_Exercise text_.
Segment Open

After more than two years of very challenging business conditions, the last thing you want to do as an employer is to leave money on the table. Unfortunately, that may be exactly what you are doing due to confusion about federal regulations and changing rules!
The Employee Retention Tax Credit (ERTC) was created by Congress to incentivize business owners to keep workers employed through the worst parts of the COVID-19 pandemic and government-forced shutdowns. Although the ERTC expired at the end of September for most businesses, it is not too late to go back and claim the credits. As you are performing your year-end processes, now is the perfect time to think about how the ERTC can help you.
Let’s take a look at the details of the ERTC and how it works.
The ERTC is a refundable payroll tax credit that can be claimed for eligible wages paid from March 13, 2020, through September 30, 2021. Employers who qualify can claim a 50% credit of up to $10,000 of qualified wages paid to each employee between March 13 and December 31, 2020 (making the maximum credit $5,000 per employee in 2020). For the first three quarters of 2021, eligible employers can claim a 70% credit of up to $10,000 of qualified wages per employee per quarter (making the maximum credit $21,000 per employee in 2021!).

Segment Closed

_Dataset excerpts_.
Segment Open

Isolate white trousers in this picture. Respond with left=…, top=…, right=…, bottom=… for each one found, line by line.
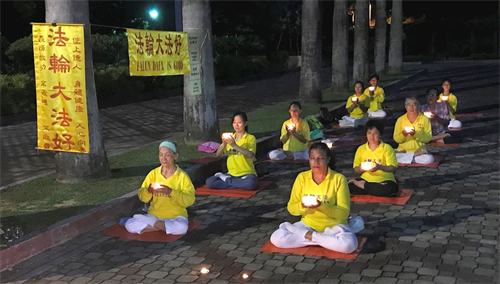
left=125, top=214, right=189, bottom=235
left=368, top=109, right=387, bottom=118
left=396, top=152, right=434, bottom=164
left=271, top=221, right=358, bottom=253
left=267, top=150, right=309, bottom=160
left=448, top=119, right=462, bottom=128
left=339, top=115, right=370, bottom=127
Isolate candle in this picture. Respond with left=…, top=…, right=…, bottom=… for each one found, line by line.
left=222, top=132, right=231, bottom=139
left=302, top=195, right=318, bottom=207
left=361, top=162, right=375, bottom=171
left=405, top=126, right=415, bottom=133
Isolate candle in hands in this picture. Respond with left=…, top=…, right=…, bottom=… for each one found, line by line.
left=302, top=195, right=318, bottom=208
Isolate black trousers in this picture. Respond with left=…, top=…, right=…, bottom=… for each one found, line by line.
left=349, top=180, right=399, bottom=197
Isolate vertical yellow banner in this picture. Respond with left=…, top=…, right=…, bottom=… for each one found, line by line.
left=127, top=29, right=191, bottom=76
left=33, top=23, right=90, bottom=153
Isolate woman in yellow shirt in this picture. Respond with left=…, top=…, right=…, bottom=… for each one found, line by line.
left=363, top=74, right=387, bottom=118
left=205, top=112, right=259, bottom=190
left=125, top=141, right=195, bottom=235
left=349, top=120, right=399, bottom=196
left=393, top=97, right=434, bottom=164
left=339, top=81, right=370, bottom=127
left=271, top=143, right=358, bottom=253
left=267, top=101, right=311, bottom=160
left=438, top=79, right=462, bottom=129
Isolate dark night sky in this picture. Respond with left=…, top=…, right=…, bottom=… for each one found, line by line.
left=0, top=1, right=499, bottom=42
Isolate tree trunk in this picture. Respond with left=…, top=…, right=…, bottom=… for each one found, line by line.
left=182, top=0, right=220, bottom=144
left=352, top=0, right=369, bottom=82
left=332, top=0, right=349, bottom=89
left=299, top=0, right=321, bottom=103
left=375, top=0, right=387, bottom=75
left=45, top=0, right=111, bottom=183
left=388, top=0, right=403, bottom=74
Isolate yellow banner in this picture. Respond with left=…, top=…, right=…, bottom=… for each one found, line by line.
left=33, top=23, right=89, bottom=153
left=127, top=29, right=191, bottom=76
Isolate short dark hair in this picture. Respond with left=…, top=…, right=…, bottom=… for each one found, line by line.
left=309, top=142, right=335, bottom=171
left=231, top=111, right=248, bottom=132
left=366, top=120, right=385, bottom=136
left=288, top=101, right=302, bottom=109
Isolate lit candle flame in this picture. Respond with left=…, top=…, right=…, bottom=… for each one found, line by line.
left=361, top=162, right=375, bottom=171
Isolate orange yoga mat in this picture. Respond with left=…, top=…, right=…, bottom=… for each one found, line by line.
left=398, top=155, right=441, bottom=168
left=102, top=220, right=201, bottom=243
left=455, top=112, right=484, bottom=118
left=260, top=236, right=366, bottom=259
left=188, top=157, right=221, bottom=165
left=196, top=180, right=272, bottom=198
left=427, top=142, right=460, bottom=148
left=351, top=189, right=413, bottom=205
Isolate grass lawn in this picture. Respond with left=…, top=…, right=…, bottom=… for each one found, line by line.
left=0, top=71, right=406, bottom=242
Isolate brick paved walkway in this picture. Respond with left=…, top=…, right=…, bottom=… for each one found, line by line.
left=2, top=61, right=500, bottom=284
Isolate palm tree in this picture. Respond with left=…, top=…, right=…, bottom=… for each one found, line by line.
left=352, top=0, right=369, bottom=81
left=388, top=0, right=403, bottom=74
left=45, top=0, right=111, bottom=183
left=332, top=0, right=349, bottom=89
left=375, top=0, right=387, bottom=75
left=299, top=0, right=321, bottom=103
left=182, top=0, right=220, bottom=144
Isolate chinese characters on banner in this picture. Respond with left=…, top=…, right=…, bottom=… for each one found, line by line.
left=33, top=23, right=89, bottom=153
left=127, top=29, right=191, bottom=76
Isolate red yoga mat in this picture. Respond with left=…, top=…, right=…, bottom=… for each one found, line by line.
left=196, top=180, right=272, bottom=198
left=351, top=189, right=413, bottom=205
left=260, top=236, right=366, bottom=259
left=455, top=112, right=484, bottom=118
left=427, top=142, right=460, bottom=148
left=398, top=155, right=441, bottom=168
left=102, top=220, right=201, bottom=243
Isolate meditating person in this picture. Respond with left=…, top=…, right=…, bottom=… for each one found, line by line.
left=363, top=74, right=387, bottom=118
left=393, top=97, right=434, bottom=164
left=271, top=143, right=358, bottom=253
left=438, top=79, right=462, bottom=129
left=205, top=112, right=259, bottom=190
left=339, top=81, right=371, bottom=127
left=348, top=120, right=399, bottom=197
left=124, top=141, right=195, bottom=235
left=268, top=101, right=311, bottom=160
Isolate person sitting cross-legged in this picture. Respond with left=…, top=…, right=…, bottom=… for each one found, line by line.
left=271, top=143, right=358, bottom=253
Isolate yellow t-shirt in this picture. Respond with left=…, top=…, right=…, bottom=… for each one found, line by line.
left=363, top=86, right=385, bottom=111
left=224, top=132, right=257, bottom=177
left=393, top=112, right=432, bottom=152
left=352, top=141, right=398, bottom=182
left=438, top=93, right=458, bottom=119
left=345, top=94, right=370, bottom=118
left=280, top=118, right=311, bottom=152
left=287, top=169, right=351, bottom=232
left=138, top=166, right=194, bottom=219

Segment Closed

Resume the Employee Retention Tax Credit article from the point where it stops. The records aren't needed for this.

_Response to the exercise_.
To be eligible, businesses must have employees (owners and family members don’t qualify) and meet either of the following criteria:
- Your business operations were suspended due to a government order. For those businesses that were ordered closed by government decree, it’s pretty obvious if you meet this requirement. Many businesses, particularly restaurants and other food or beverage establishments, remained open but only at greatly reduced capacities. You, too, may be eligible to claim this credit.
- Show a decline in gross receipts. For the 2020 ERTC gross receipts test, you must prove that your gross receipts were at least 50% less than what they were in the corresponding calendar quarter from 2019. For the 2021 ERTC gross receipts test, you must prove that your gross receipts were at least 20% less than what they were in either the corresponding calendar quarter from 2019 OR the immediately preceding calendar quarter.
Business owners that started operations after February 15, 2020, enjoy different criteria for eligibility and greater payouts. Recovery Startup Businesses can claim the ERTC for an additional quarter in 2021 with a $50,000 credit cap in the third and fourth quarters. To be eligible as a Startup Business you need to maintain average gross receipts of $1 million or less, have at least one employee who is not at least a 50% owner or a family member of such owner, and would not otherwise qualify for the ERTC.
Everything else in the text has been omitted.